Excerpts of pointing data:
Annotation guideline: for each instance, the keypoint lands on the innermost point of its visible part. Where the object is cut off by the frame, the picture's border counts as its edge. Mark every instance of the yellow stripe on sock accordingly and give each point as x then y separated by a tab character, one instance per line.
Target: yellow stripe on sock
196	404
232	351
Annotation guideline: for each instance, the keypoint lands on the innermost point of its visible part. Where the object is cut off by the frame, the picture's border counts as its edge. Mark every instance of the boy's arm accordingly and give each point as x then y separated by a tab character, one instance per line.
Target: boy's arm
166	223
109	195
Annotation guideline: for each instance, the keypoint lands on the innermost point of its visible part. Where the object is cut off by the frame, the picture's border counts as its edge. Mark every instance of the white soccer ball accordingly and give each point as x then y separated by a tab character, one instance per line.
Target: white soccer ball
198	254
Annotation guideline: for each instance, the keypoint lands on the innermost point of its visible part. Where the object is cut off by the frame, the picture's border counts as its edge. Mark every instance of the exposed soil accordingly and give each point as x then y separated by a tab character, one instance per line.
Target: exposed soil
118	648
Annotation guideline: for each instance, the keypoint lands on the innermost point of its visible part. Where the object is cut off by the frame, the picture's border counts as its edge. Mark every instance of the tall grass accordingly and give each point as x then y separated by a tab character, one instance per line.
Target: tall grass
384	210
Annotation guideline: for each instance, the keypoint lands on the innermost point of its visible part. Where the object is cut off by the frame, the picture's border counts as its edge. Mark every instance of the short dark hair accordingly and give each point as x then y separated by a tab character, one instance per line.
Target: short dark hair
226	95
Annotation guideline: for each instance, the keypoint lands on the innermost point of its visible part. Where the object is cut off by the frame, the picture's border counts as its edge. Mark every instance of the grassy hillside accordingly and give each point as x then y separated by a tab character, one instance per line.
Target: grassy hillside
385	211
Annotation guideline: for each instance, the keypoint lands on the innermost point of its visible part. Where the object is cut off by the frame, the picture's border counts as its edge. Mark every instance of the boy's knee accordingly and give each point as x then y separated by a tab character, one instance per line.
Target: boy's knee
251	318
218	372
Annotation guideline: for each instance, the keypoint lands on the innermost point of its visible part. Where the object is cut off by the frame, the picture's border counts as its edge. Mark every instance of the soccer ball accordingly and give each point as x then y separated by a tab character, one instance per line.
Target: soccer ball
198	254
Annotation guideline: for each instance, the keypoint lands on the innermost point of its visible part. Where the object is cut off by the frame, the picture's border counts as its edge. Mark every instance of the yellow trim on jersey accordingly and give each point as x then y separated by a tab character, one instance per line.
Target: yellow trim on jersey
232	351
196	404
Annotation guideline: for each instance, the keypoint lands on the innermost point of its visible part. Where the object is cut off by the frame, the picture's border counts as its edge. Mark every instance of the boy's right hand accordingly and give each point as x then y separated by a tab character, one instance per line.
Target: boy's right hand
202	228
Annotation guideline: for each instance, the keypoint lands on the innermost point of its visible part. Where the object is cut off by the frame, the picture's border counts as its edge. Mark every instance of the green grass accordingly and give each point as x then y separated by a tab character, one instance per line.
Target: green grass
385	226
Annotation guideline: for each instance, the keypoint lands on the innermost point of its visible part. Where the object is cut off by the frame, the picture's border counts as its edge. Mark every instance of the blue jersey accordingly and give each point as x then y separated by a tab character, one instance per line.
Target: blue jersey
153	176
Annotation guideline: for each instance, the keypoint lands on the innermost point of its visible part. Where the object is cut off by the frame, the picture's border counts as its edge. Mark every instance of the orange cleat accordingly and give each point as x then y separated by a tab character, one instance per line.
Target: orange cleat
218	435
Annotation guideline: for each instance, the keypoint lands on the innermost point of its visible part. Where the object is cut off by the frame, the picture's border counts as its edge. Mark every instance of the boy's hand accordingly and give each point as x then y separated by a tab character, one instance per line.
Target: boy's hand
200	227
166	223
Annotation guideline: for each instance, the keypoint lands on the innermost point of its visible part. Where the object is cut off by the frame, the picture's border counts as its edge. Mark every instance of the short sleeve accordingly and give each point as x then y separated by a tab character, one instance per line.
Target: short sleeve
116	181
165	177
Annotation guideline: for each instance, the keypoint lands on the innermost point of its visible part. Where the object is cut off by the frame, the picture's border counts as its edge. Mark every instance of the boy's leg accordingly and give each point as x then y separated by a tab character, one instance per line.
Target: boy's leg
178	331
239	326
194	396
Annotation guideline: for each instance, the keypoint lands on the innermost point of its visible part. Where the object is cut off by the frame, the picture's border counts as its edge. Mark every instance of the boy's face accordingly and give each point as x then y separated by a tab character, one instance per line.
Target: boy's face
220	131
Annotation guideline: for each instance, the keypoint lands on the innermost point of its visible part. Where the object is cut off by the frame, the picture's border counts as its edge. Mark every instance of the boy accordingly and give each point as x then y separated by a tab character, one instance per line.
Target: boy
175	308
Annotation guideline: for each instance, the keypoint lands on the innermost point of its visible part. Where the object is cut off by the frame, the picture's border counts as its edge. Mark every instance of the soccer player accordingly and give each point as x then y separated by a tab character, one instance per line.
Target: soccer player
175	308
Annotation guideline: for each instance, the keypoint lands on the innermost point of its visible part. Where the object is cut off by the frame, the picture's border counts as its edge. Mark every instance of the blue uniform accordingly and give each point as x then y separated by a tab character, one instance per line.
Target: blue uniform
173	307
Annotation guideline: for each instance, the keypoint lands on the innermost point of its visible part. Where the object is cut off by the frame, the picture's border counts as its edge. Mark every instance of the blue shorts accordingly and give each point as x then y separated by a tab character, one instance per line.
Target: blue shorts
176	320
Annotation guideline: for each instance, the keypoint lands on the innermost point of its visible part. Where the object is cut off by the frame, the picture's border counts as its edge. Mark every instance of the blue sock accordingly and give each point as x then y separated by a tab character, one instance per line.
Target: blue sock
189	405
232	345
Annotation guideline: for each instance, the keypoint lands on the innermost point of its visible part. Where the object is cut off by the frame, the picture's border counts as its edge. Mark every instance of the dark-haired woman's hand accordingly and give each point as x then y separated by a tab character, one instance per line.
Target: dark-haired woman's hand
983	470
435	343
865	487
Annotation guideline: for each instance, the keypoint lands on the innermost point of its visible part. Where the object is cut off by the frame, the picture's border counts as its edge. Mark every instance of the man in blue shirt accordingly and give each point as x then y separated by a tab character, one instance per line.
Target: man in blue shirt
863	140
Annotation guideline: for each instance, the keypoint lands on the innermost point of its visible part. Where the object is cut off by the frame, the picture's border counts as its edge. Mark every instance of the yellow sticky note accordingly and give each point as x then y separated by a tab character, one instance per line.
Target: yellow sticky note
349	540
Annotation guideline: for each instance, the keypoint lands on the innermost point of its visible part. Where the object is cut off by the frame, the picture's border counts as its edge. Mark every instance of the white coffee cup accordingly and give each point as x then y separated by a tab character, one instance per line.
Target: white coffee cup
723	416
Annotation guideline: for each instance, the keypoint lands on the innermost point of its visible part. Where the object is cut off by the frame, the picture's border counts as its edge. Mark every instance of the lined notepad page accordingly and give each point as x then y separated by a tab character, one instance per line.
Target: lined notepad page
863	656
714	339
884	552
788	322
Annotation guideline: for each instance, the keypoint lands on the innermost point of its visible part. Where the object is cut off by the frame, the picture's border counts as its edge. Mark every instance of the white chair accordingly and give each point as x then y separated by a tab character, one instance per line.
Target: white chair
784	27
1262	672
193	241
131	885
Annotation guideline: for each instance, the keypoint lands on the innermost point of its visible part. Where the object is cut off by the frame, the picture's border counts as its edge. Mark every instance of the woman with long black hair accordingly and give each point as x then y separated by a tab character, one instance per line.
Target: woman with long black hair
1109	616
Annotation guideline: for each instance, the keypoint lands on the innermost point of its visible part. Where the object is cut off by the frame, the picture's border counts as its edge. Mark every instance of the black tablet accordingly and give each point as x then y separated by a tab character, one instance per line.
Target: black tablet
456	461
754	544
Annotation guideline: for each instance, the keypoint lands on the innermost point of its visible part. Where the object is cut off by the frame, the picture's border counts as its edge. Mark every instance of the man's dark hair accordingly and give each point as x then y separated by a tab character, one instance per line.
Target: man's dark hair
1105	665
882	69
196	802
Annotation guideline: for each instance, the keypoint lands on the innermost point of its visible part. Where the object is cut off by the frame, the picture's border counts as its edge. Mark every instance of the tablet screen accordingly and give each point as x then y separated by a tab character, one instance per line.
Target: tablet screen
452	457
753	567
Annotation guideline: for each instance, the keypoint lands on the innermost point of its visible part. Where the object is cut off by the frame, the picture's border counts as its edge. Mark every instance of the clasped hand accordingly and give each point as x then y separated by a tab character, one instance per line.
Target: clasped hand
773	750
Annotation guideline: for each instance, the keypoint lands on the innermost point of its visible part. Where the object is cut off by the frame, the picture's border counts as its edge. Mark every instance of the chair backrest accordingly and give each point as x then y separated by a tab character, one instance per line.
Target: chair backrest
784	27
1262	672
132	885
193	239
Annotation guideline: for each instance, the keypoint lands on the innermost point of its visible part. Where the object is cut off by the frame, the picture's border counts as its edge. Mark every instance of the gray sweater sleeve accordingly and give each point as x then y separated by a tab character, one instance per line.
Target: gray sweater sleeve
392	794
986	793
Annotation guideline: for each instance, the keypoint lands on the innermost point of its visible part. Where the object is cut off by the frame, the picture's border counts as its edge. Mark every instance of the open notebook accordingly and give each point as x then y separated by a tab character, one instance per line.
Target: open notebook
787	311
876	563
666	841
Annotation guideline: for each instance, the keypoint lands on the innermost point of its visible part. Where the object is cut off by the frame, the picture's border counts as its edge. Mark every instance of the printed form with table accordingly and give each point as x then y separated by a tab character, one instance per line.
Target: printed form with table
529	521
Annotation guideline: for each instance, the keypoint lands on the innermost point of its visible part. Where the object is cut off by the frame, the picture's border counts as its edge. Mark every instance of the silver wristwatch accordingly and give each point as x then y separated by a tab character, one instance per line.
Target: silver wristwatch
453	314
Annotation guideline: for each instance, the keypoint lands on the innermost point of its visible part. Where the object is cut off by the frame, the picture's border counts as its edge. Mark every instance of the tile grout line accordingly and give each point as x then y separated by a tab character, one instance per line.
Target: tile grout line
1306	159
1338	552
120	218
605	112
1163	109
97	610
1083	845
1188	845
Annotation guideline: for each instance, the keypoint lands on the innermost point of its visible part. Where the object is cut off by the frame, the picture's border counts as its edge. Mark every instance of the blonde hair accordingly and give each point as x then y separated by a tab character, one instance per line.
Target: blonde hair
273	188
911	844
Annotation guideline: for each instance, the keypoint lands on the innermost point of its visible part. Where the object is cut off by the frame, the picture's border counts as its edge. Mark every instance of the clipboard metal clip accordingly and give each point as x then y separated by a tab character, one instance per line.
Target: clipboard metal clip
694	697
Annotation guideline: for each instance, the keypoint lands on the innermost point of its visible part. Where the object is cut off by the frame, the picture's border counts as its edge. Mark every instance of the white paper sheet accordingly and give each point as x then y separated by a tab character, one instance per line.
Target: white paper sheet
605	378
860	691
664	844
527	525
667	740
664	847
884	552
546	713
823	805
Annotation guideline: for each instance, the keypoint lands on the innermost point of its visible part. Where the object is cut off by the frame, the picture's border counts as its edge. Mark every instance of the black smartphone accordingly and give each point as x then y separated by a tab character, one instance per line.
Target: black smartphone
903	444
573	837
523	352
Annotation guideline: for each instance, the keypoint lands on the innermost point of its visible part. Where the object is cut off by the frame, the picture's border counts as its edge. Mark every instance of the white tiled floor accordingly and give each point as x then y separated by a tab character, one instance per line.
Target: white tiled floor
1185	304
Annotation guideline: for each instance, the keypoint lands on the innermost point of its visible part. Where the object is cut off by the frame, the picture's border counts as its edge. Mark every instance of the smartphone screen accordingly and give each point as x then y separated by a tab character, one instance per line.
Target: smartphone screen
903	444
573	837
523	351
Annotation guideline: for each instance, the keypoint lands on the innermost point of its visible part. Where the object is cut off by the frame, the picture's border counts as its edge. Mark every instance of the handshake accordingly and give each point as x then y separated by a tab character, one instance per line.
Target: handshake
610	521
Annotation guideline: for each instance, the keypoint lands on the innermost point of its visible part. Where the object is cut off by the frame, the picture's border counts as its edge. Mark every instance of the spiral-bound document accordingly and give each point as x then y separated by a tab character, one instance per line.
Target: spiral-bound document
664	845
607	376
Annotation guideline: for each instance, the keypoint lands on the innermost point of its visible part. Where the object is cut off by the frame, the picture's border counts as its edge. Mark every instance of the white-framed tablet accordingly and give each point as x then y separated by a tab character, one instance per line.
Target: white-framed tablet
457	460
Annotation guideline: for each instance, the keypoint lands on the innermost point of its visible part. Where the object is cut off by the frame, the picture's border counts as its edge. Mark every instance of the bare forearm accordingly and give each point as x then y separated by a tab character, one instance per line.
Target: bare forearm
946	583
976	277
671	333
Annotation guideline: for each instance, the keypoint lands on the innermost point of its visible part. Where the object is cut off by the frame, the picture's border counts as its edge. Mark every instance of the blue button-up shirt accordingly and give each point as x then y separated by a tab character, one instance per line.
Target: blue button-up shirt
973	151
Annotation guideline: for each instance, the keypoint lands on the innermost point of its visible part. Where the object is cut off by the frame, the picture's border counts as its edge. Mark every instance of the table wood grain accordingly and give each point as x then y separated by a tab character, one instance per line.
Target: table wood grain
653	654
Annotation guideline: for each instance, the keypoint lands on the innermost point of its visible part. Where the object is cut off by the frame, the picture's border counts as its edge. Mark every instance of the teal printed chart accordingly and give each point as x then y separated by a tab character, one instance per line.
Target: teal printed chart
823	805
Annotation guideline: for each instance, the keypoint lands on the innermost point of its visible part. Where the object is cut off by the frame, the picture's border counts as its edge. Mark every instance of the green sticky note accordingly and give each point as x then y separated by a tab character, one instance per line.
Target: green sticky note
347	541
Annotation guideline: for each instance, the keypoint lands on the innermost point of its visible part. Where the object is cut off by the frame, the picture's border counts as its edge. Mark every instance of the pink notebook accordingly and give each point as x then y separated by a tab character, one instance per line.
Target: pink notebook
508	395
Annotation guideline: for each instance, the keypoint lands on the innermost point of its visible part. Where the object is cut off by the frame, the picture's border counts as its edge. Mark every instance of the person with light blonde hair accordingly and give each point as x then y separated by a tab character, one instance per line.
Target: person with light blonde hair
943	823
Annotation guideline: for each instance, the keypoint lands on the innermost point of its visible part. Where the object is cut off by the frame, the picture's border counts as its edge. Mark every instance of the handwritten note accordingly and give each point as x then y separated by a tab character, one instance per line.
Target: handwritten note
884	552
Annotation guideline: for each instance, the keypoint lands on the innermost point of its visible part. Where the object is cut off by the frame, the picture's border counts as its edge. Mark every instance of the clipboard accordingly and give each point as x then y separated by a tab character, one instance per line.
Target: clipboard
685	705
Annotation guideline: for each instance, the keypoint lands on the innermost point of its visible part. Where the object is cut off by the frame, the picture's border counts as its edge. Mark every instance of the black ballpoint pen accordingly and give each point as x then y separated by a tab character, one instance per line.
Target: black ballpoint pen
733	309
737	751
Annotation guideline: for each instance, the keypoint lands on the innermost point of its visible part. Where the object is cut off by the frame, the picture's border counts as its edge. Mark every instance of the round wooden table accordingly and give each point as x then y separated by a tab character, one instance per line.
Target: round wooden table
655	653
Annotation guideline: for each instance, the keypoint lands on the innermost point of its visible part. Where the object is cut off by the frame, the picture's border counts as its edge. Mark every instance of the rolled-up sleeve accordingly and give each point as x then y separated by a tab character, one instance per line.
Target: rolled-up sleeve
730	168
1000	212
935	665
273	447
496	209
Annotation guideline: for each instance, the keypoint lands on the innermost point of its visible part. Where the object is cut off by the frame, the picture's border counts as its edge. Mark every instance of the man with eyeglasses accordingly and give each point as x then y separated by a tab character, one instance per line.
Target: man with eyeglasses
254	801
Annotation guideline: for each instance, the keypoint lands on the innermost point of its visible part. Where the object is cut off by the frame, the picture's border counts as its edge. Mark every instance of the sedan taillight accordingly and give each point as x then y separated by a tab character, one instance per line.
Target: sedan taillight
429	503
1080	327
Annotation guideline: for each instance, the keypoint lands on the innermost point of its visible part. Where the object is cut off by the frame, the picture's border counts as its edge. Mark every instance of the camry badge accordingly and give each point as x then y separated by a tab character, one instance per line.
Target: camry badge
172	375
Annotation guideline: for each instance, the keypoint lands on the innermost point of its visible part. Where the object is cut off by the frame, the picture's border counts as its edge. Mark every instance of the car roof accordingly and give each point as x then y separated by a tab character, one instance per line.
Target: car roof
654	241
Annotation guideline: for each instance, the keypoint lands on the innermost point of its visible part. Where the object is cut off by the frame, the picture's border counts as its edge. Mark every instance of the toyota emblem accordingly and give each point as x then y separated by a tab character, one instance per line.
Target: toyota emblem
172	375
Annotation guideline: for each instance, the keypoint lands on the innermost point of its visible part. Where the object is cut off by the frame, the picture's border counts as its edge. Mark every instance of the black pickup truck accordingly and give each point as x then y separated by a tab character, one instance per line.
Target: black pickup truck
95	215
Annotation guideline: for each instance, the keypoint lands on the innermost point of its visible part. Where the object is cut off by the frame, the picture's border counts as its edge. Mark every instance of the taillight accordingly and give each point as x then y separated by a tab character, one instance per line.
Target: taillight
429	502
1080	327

--- Required work ---
Copy out the stretch of items above from the line containing "of the handshake" through the line containing "Target: handshake", both included, with nothing changed.

--- Exercise output ---
Annotation guideline: for each instance, the keypoint lands on the innermost point of its visible part. Where the object is cut off by the frame, the picture's border counts as its edge. Mark every instance of the handshake accordingly and give each point as x then y separated by a tab character, one instance per line.
Target: handshake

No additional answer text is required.